[TEXT EXCERPT]
-------------------------

Getting Real About Your Life: The Secret to Creativity

Creativity

By Cathy Eck

 

Creativity

Creativity occurs in the gap between our vision and our reality.  Ideally, that gap is constantly diminishing.  That’s when we enjoy our journey.

In business, I loved creating an insane challenge and then fulfilling it.  In technology, the value of a computer system was measured in years.  A three-to-five year payback on investment was normal at that time.  I promised a one-year payback.  My normal system, which was more expensive than the competition, paid for itself in three-to-six months.

Bringing down the payback period taught me a valuable lesson.  Much of my success was the vision I set for each project.  What I must share, however, is that no one believed my vision was possible.  Even the companies that hired me would say, “Yea right.  You can’t do that.”  They couldn’t do it, but I knew I could.  Only in hindsight, do I understand why.

-------------------------

[JOB 1] In one to three sentences, explain why the creativity essay calls it ideal for the gap between vision and reality to keep shrinking.
[JOB 2] According to the creativity essay, what payback period on a computer system was considered normal at that time?
[JOB 3] Carry on the creativity essay from its final sentence, in the same first-person voice.
The listing is separate material with no connection to the creativity essay.

(Spatial annotation records)
-------------------------

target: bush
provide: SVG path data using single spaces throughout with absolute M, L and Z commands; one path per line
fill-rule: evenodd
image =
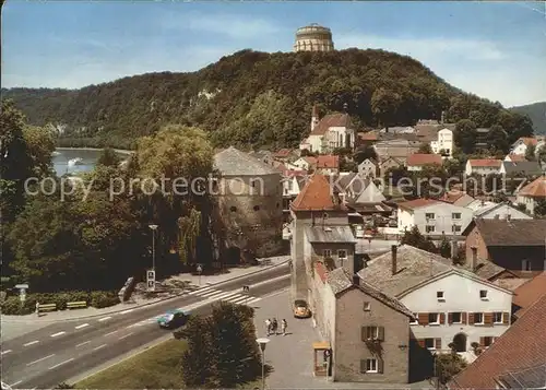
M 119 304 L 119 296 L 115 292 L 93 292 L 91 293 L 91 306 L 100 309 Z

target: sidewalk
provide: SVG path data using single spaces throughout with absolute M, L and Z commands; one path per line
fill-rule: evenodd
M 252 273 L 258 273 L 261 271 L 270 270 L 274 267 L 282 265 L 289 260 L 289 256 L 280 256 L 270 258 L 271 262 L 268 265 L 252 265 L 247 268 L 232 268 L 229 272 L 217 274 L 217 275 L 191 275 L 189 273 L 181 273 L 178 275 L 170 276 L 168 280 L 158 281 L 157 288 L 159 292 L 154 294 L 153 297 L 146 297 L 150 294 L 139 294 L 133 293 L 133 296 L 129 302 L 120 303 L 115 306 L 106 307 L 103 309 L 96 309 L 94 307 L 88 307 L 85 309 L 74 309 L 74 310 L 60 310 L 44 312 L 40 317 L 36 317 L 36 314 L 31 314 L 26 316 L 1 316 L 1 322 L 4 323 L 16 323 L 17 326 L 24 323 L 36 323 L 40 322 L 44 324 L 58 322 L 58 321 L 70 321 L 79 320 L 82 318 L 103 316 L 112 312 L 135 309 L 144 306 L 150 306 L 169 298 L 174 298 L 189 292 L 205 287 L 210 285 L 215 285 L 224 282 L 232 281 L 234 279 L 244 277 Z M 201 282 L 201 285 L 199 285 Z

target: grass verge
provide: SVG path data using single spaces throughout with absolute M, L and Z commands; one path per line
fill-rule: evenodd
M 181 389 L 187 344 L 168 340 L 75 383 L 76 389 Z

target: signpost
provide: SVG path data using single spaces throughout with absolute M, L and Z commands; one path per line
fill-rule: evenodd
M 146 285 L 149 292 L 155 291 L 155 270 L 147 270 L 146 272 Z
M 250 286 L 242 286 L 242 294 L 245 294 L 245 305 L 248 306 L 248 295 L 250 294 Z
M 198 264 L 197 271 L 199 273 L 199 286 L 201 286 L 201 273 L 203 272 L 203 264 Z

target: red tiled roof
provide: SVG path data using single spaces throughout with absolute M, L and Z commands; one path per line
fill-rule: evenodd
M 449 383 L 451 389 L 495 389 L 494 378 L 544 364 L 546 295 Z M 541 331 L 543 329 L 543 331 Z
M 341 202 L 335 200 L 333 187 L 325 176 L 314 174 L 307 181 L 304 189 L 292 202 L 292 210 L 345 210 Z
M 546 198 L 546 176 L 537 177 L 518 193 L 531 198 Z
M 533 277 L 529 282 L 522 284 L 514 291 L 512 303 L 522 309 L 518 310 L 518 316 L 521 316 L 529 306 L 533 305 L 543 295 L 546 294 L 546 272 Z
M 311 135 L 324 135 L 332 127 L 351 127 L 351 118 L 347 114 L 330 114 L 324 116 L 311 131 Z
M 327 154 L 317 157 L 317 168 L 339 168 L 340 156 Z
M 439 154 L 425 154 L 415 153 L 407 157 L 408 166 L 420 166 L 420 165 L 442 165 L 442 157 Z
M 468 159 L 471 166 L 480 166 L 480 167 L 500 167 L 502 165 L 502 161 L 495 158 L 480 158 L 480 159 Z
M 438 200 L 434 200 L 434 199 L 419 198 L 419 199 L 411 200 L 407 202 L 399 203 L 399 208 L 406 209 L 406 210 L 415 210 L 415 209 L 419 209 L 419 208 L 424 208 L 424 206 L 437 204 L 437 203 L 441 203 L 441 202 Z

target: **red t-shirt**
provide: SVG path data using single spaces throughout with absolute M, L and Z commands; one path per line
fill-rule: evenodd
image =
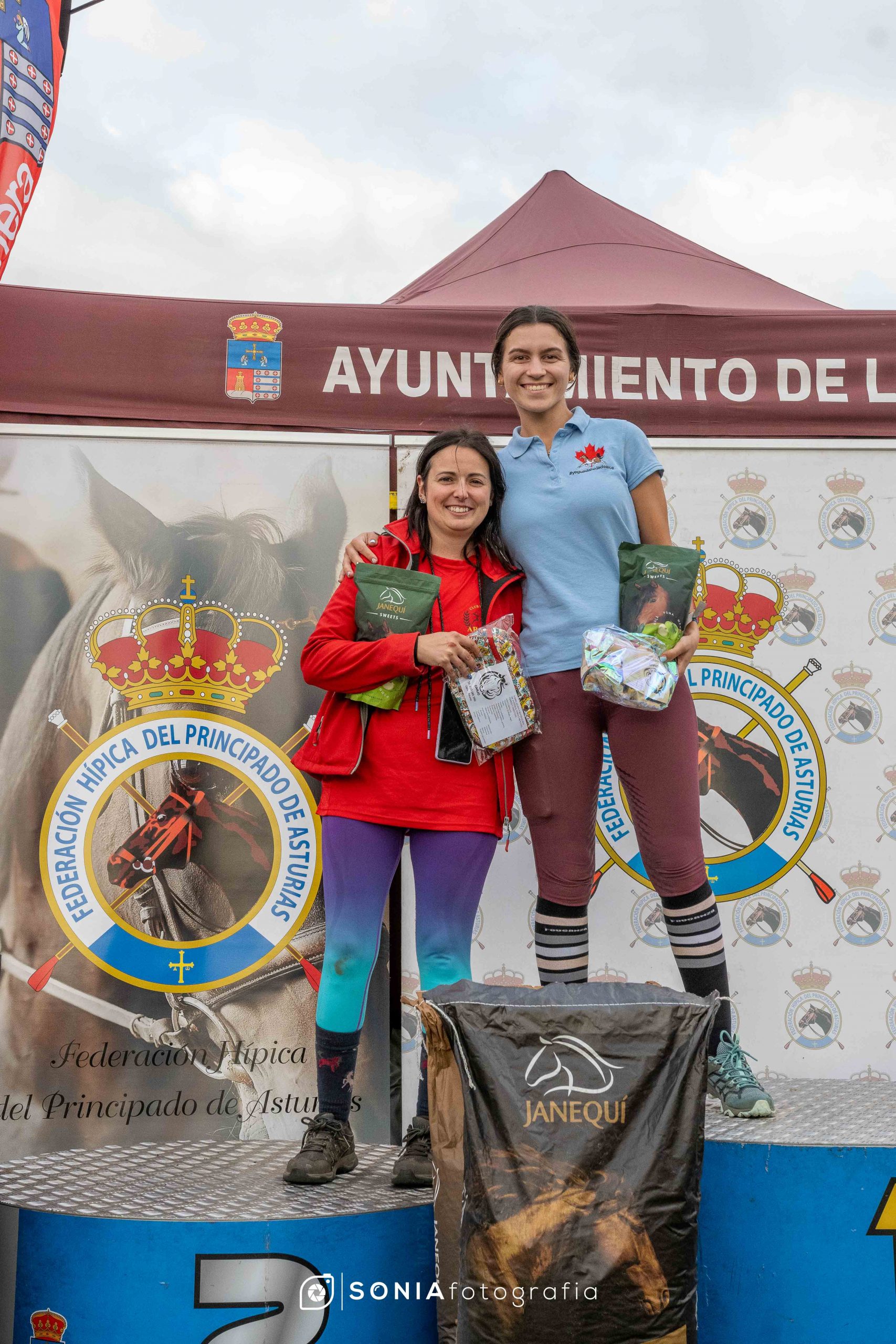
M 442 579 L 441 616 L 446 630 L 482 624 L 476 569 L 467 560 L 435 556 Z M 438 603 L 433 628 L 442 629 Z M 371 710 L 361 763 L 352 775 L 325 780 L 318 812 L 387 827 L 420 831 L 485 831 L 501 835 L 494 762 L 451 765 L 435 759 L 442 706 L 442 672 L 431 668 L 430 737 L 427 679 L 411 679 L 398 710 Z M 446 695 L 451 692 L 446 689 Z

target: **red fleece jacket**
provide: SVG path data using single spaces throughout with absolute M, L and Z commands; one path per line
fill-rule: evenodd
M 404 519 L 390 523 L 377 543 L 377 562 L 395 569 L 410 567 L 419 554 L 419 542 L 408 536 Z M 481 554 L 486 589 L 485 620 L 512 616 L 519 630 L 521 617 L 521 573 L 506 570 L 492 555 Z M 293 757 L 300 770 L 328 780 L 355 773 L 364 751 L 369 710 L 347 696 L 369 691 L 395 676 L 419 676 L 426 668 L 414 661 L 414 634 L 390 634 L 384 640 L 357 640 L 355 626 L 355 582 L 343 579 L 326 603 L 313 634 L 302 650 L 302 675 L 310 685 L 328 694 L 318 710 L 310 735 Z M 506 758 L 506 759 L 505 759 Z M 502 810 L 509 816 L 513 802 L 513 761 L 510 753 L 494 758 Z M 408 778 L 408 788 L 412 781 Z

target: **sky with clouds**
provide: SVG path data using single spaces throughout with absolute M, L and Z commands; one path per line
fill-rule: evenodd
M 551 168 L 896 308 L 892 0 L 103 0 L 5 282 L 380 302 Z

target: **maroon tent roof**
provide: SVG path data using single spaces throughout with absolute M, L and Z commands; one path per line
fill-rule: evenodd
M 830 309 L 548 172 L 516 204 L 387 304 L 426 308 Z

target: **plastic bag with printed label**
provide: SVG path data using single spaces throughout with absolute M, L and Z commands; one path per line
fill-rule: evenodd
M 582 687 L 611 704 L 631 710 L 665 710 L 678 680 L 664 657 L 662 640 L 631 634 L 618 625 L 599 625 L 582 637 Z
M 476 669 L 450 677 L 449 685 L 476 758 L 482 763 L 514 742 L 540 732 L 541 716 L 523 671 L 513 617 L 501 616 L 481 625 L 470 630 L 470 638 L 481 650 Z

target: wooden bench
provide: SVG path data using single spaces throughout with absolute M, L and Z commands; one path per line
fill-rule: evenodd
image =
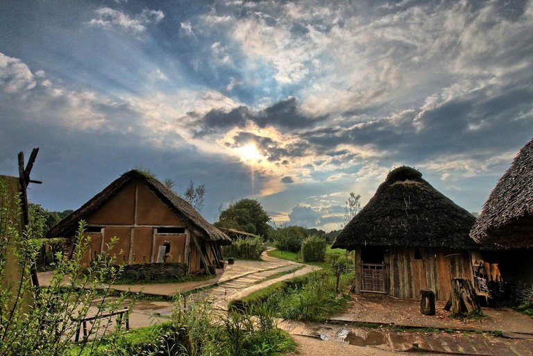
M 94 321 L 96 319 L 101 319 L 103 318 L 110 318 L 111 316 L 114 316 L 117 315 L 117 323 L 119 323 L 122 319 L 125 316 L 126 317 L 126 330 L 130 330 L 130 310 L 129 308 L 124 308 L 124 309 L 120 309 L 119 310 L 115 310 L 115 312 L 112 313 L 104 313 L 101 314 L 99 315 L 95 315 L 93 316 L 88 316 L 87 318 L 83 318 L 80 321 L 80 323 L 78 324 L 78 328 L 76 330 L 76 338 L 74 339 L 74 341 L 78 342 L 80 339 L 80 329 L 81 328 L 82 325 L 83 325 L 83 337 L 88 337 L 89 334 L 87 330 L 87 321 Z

-------------------------

[TASK ANSWER 1] Creativity happens in the gap between our vision and our reality. When that gap is constantly diminishing, we enjoy our journey.

[TASK ANSWER 2] Three to five years.

[TASK ANSWER 3]
Fantasy

People tend to fall into two groups.  The first group lives in the fantasy world.  They say their affirmations and focus on the positive.  They daydream of better days while ignoring the reality that they don’t believe they can achieve those days.  The extreme metaphor for these people are lottery players.  Their life is so dismal that they believe that the only way out is to win something that has one chance in a million.  These people usually have right-brain oriented views of life.  They tend to visualize, talk all the time, and philosophize, but don’t get much done.  They use cognitive dissonance to bridge gaps in their belief systems.  When their reasoning breaks down, they usually insert an angel, a miracle, or fate.  They manufacture religions.

 

Realism

The other group is so grounded in reality that their face is stuck in the mud.  They tend to be left brainers.  They get shit done, but often make a mess of things when they do it.  They have good memories, which they use on others to bring up things they did thirty years ago.  If science doesn’t have the answer, there’s no answer.  Nothing exists beyond reality.  Incurable is their death sentence.  They create lots of problems and want rewarded when they fix their own problems.  They get a small reprieve after they fix something — a brief moment of satisfaction.  Then something else breaks.  They argue for political, religious, or any one-sided point of view until they make everyone around them want to vomit.  These are the scientists that waste time and money proving their reality is the truth.

The place of creativity isn’t in either extreme.  Remember the old triangle process (above).  Creativity, and all the other joys of life, are at the top of the triangle.  Fantasy and Harsh Reality live at the bottom.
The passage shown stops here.